== TASK OBJECTIVE ==
Word for word, print the entries that follow.

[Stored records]
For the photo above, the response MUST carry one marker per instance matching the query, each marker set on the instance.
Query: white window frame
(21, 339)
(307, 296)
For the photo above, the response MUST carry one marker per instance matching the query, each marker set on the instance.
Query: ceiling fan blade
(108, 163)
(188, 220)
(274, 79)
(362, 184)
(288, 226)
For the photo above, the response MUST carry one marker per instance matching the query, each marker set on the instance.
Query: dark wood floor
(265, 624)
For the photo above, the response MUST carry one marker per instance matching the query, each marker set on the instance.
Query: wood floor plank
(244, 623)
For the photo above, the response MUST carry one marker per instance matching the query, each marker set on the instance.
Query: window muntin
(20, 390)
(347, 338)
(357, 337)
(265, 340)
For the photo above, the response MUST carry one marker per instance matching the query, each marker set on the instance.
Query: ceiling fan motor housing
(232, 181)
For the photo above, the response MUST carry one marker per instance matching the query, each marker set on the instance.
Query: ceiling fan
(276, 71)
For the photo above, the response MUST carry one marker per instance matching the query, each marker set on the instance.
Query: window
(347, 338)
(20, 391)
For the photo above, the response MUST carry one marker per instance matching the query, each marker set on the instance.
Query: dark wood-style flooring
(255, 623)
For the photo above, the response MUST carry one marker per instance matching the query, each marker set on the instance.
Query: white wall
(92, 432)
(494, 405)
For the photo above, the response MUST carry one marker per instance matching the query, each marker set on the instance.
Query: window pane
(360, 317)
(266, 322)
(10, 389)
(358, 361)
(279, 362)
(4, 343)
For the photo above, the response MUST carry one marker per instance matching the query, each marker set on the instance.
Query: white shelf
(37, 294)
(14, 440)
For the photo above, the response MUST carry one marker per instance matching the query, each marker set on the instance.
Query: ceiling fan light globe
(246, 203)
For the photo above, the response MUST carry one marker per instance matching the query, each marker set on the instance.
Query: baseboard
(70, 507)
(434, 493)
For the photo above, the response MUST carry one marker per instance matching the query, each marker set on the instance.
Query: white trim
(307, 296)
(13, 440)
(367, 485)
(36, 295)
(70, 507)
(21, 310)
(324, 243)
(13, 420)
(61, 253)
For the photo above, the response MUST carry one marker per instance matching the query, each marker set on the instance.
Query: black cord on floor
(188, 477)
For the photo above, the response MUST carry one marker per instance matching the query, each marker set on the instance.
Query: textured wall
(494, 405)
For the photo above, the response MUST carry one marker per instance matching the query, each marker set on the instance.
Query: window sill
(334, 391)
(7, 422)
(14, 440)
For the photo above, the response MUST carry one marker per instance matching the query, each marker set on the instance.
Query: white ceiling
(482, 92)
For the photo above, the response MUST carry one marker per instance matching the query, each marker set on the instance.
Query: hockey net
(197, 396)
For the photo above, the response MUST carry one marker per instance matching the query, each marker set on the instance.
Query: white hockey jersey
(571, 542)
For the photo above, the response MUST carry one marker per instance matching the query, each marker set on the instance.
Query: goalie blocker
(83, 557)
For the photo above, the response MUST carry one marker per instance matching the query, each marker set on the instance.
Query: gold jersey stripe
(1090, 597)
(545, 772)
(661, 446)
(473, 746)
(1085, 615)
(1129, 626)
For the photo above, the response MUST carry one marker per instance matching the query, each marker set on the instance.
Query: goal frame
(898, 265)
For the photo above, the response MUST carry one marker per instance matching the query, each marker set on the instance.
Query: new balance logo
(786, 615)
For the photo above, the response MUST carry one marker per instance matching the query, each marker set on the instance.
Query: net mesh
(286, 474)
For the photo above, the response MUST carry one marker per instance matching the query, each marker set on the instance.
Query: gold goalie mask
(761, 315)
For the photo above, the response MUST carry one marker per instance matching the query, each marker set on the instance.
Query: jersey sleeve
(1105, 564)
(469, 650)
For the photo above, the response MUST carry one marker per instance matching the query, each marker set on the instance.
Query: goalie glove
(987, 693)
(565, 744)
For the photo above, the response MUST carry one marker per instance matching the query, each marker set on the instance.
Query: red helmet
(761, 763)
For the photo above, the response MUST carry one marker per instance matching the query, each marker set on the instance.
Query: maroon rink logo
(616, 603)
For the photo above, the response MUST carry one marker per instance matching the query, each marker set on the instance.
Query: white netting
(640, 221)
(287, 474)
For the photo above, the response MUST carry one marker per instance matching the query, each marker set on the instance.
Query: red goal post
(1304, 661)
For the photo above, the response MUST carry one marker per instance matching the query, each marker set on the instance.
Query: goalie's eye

== RESULT ==
For the photo above, the response MUST carry one marker per instance matching the query, each marker set on the instance.
Query: white window frame
(21, 339)
(307, 296)
For the photo above, the response MUST carry one marker per instance matching the query, each marker set on the instance.
Query: ceiling fan blade
(108, 163)
(188, 220)
(274, 79)
(362, 184)
(288, 226)
For the photo above, the response MUST carry one marker per instance matching the query, each marker set on the instance.
Query: dark wood floor
(265, 624)
For the photo above, the response MUST carry one marker per instance matching the query, each marker set on the instance.
Query: wood floor plank
(244, 623)
For the photo above, the response MUST carry one marker per instance matching the query, each marker set on the instance.
Query: window muntin
(20, 390)
(347, 338)
(357, 337)
(265, 340)
For the photo above, the response MUST carry one marker per instance matching the query, each marker set on the instance.
Query: ceiling fan motor housing
(232, 181)
For the photo above, the response MUST carry one marker per instance matching the query, each marker set on the instance.
Query: ceiling fan
(276, 71)
For the photo above, the response MUST carry one marker per instance matching the query, each marker set on the instance.
Query: window
(347, 338)
(20, 391)
For the photo above, the response MUST carry one marker per instance matching the query, each marker set on the instance.
Query: dark wood-style flooring
(255, 623)
For the photo above, the response MUST carry one marker per instance matching the query, each marker set on the instance.
Query: white wall
(92, 432)
(494, 405)
For the photo above, the response MUST carry one marker per instance matching the query, each marker set on the instance.
Query: window pane
(360, 317)
(266, 322)
(10, 389)
(358, 361)
(279, 362)
(4, 343)
For the photo above, the response MUST carry one marker per instance matching the query, each marker set on the instance.
Query: white shelf
(37, 294)
(14, 440)
For the photo above, the response MUST carry one marker per instance matching the query, each marker set on the instance.
Query: ceiling fan light globe
(246, 203)
For the photo above, the response MUST carry one marker per instance matching the query, each marker set on the instance.
Query: baseboard
(70, 507)
(434, 493)
For the photo above, the response MUST carry one marker per instance matching the query, each marker set on the instance.
Query: white trim
(307, 296)
(13, 440)
(367, 485)
(36, 295)
(70, 507)
(21, 310)
(324, 243)
(13, 420)
(61, 253)
For the photo above, the response MUST carry one marker per instance matching the query, each marker set on the instance.
Query: black cord on floor
(188, 477)
For the photo above, the response MUST carry one marker per instance matching the query, each marker set on the instance.
Query: textured wall
(494, 405)
For the photo above, the response MUST carry one marker per instance matching the query, each marker set on the instance.
Query: window sill
(334, 391)
(7, 422)
(14, 440)
For the photo above, the response MUST carry one marker per instance matching the query, each marker set on the instance.
Query: white ceiling
(482, 92)
For the photo above, the response MUST carry one marker per instance matching the query, each marker set on the instance.
Query: hockey net
(197, 396)
For the photo above, the response MUST carry one marker per instance matching the query, each marker set on the instance.
Query: white hockey jersey
(571, 542)
For the photo above, the response MUST carry one marker per instance matching the query, each marker set on the instance.
Query: goalie blocker
(83, 557)
For the photo above, the response MUST carry one marker per instance matching the query, each marker set on the instance.
Query: gold jersey stripe
(1090, 597)
(545, 772)
(661, 446)
(473, 746)
(1085, 615)
(1129, 626)
For the photo above, the response MUST carry one marker per instance matching the query, each marker set on the instance.
Query: goal frame
(898, 265)
For the photo above, the response MUST carry one marker per instance matching the query, each marker set on the instance.
Query: new balance logo
(786, 615)
For the photo above, the response MUST carry one marker per instance matching the query, each marker set on the instance.
Query: net mesh
(286, 474)
For the photo above, the response MUST carry one marker per instance matching the query, each marker set on the instance.
Query: gold goalie mask
(761, 315)
For the photo above, the response MUST carry one marker per instance matching the query, each marker set on the instance.
Query: jersey sleeve
(1105, 564)
(469, 650)
For the photo above, the response MUST carry one marker per instance matching the query, each marker set on the instance.
Query: goalie glove
(987, 693)
(565, 744)
For the photo above, the response MUST carry one marker per instance matching the query, each marker set on the instance.
Query: red helmet
(761, 763)
For the photo above, the response MUST carry one marker per instance matching the query, each marker set on the instance.
Query: maroon rink logo
(616, 603)
For the photo above, the response MUST carry one marker per instance matching the query, each marker set on the instance.
Query: white netting
(640, 221)
(287, 474)
For the photo above, the response MUST carry one marker per instance matching the query, each marker set on the instance.
Query: red goal post
(1304, 661)
For the photo above, the response MUST carry one marker per instance matching the query, each marker set on the instance.
Query: goalie's eye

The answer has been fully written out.